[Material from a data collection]

+===+

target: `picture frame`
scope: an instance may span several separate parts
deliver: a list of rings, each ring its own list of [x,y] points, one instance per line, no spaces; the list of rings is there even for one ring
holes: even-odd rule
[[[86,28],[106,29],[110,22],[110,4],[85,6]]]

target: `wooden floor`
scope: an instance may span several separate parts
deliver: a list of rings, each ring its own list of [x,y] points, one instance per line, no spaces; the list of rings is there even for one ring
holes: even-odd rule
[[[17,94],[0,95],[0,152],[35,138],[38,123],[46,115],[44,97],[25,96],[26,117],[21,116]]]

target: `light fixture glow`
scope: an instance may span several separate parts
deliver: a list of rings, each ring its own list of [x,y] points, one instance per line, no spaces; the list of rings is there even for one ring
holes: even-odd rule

+===+

* _What this task involves_: Reproduce all of the material above, line for line, with no changes.

* _Result of the task_:
target: `picture frame`
scope: an instance may span several separate parts
deliver: a list of rings, each ring its own list of [x,y] points, one instance per line, no spaces; the list of rings is there even for one ring
holes: even-odd rule
[[[86,28],[106,29],[110,22],[110,4],[85,6]]]

target: `wooden floor`
scope: an instance may span several separate parts
deliver: a list of rings, each ring its own list of [x,y] points, one instance per line, no spaces; the list of rings is there even for one ring
holes: even-odd rule
[[[17,94],[0,95],[0,152],[35,138],[38,123],[46,115],[44,97],[25,96],[26,117],[21,116]]]

target: `light fixture glow`
scope: an instance may span several separate parts
deliver: a list of rings, each ring its own list of [x,y] points, one instance per line, no spaces; the list of rings is there even for one ring
holes: even-odd rule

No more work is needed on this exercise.